» **WHAT YOU WILL DO**: Retype, word for word, the part of the RAG architecture passage that begins with the words "Hybrid search combines" and ends after the words "and freshness signals.".

» **GIVEN PASSAGE**:
#####

1. RAG system blueprint
Think in layers, not ad hoc scripts:
- Content ingestion – normalize sources (Docs, tickets, wikis), extract metadata, chunk text.
- Indexing – create embeddings and keyword indexes with tenant-level namespaces.
- Retrieval orchestration – hybrid search (vector + keyword), reranking, safety filters.
- Response generation – compose prompts, inject context, enforce output policies.
- Observability – log retrieval events, tool usage, costs, and security signals.
- Testing – automated eval harness per release, adversarial cases, regression suite.
Treat each layer as a product surface with owners, alerts, and documentation. When retrieval drifts, you need clear blame boundaries to fix it fast.
FAQ: RAG Architecture
What is Retrieval-Augmented Generation (RAG) in simple terms?
RAG lets an LLM answer questions using your own data. When a user asks something, the system retrieves relevant documents or chunks from a vector store and feeds them into the model. The LLM then produces an answer grounded in that context.
When should I use RAG instead of fine-tuning?
Use RAG when your data updates frequently, when you want strong guardrails around what the model can reference, or when you need different tenants to see different knowledge bases. Use fine-tuning only when behavior itself must change, not content.
How do I prevent RAG from leaking data between tenants?
Always filter the vector-store retrieval query by tenant or access scope before similarity search. Tenant filters + RLS + per-tenant collection IDs are the foundation of safe multi-tenant RAG.
Why does chunking strategy matter so much?
Chunk size affects recall, answer accuracy, cost, and latency. Too large → irrelevant text pollutes results. Too small → you miss important context. Most production systems use dynamic chunking or semantic chunk boundaries.
What is “hybrid search” and when should I use it?
Hybrid search combines keyword search (BM25) with semantic similarity. Use it when you need both: strict filters on document type or tenant AND semantic scoring inside those constraints.
How do I keep my RAG system from returning stale data?
Use timestamp-based re-indexing, soft-deletes that mark stale records, and ingestion pipelines that automatically rebuild impacted embeddings. Always propagate deletes to the vector index.
2. Content ingestion & chunking
Ingestion is usually the quiet cause of bad retrieval. The architecture I use:
- Source adapters publish normalized records (
{ tenant_id, source_id, html, metadata }). - Normalization workers handle cleaning (HTML stripping, table parsing, image OCR if needed).
- Chunkers split content using semantic-aware strategies (headings, bullet boundaries) instead of fixed token sizes.
- Metadata enrichment attaches tags, ACLs, and freshness signals.

#####

» **STUDY MATERIAL**:
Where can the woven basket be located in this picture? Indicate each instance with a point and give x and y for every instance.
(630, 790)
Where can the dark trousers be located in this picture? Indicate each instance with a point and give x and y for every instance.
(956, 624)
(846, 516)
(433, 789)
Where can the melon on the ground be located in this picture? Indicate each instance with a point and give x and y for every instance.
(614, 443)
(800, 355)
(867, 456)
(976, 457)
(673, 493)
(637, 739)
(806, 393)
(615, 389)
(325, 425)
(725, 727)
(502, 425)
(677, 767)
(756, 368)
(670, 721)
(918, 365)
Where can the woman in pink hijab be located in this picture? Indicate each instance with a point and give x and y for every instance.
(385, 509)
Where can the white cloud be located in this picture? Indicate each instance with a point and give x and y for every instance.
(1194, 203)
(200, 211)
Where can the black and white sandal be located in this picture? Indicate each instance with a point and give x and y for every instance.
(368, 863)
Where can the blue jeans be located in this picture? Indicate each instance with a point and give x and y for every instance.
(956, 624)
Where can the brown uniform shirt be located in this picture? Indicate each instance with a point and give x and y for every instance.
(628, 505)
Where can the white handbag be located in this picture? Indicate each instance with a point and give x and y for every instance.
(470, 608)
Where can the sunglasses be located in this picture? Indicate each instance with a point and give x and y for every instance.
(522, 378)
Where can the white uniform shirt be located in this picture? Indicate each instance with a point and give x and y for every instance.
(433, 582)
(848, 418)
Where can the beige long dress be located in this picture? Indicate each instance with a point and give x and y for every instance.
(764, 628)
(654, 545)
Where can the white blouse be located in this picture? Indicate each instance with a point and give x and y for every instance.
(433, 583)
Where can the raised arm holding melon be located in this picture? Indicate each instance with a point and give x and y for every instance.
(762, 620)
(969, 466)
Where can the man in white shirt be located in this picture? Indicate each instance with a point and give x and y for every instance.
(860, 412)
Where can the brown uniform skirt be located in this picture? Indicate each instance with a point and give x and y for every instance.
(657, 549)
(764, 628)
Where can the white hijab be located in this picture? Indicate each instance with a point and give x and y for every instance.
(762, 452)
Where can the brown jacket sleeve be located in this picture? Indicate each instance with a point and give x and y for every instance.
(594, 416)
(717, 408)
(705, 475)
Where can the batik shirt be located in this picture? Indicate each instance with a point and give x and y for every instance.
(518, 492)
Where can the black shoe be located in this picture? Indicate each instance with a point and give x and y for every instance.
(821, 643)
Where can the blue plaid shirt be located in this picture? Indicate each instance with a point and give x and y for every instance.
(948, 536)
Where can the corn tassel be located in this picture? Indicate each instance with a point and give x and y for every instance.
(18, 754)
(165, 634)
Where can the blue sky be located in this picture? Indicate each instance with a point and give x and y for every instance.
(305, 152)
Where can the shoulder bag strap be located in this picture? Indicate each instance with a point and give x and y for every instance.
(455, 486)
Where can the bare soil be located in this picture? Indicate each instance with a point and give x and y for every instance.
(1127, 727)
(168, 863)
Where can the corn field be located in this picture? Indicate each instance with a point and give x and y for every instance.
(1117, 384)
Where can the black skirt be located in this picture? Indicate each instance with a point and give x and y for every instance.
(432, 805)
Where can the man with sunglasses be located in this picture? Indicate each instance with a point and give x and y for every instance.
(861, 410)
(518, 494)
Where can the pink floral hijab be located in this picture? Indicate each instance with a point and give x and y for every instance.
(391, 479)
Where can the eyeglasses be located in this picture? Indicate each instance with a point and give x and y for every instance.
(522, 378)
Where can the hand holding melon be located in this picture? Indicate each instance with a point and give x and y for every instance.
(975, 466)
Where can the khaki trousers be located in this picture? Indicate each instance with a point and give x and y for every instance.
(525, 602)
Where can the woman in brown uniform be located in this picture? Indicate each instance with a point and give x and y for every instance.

#####

» **ANSWER BELOW**:
Hybrid search combines keyword search (BM25) with semantic similarity. Use it when you need both: strict filters on document type or tenant AND semantic scoring inside those constraints.
How do I keep my RAG system from returning stale data?
Use timestamp-based re-indexing, soft-deletes that mark stale records, and ingestion pipelines that automatically rebuild impacted embeddings. Always propagate deletes to the vector index.
2. Content ingestion & chunking
Ingestion is usually the quiet cause of bad retrieval. The architecture I use:
- Source adapters publish normalized records (
{ tenant_id, source_id, html, metadata }). - Normalization workers handle cleaning (HTML stripping, table parsing, image OCR if needed).
- Chunkers split content using semantic-aware strategies (headings, bullet boundaries) instead of fixed token sizes.
- Metadata enrichment attaches tags, ACLs, and freshness signals.